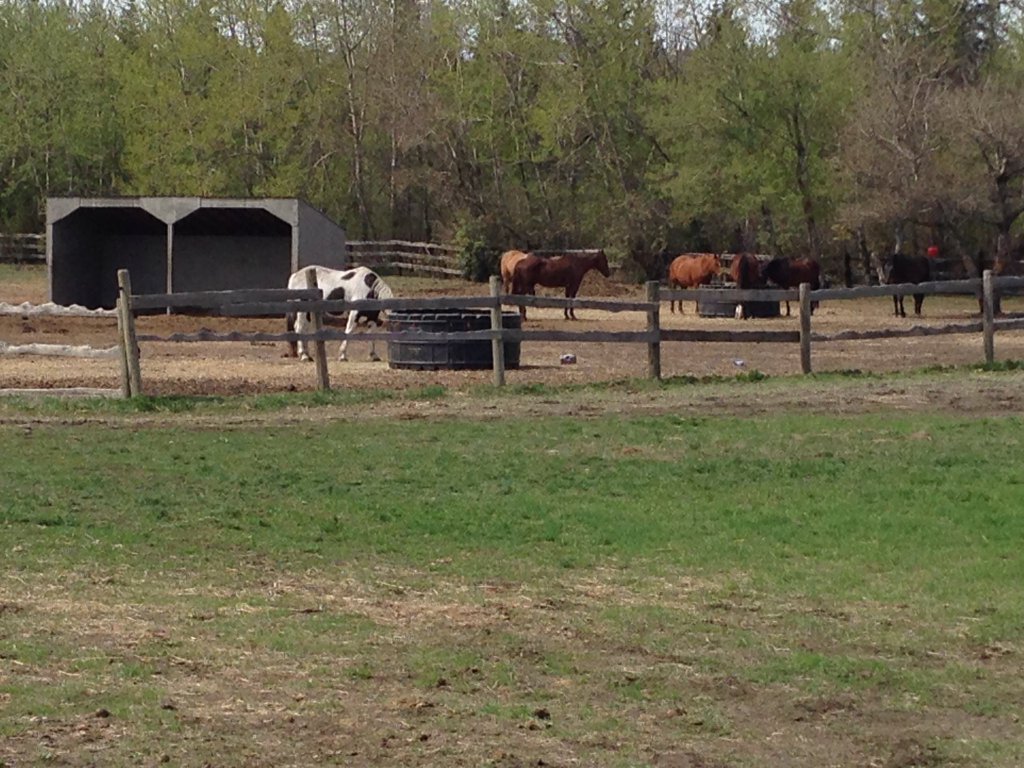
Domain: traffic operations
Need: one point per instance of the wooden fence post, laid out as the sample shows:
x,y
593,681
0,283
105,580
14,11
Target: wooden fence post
x,y
654,327
988,314
123,350
320,356
132,372
497,328
805,328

(What to produce): From the rows above, pull out every line that contains the word "wooden". Case counts.

(In response):
Need: one point per instance of the wooden fence post, laid out as the sample shows:
Target: wooden fence post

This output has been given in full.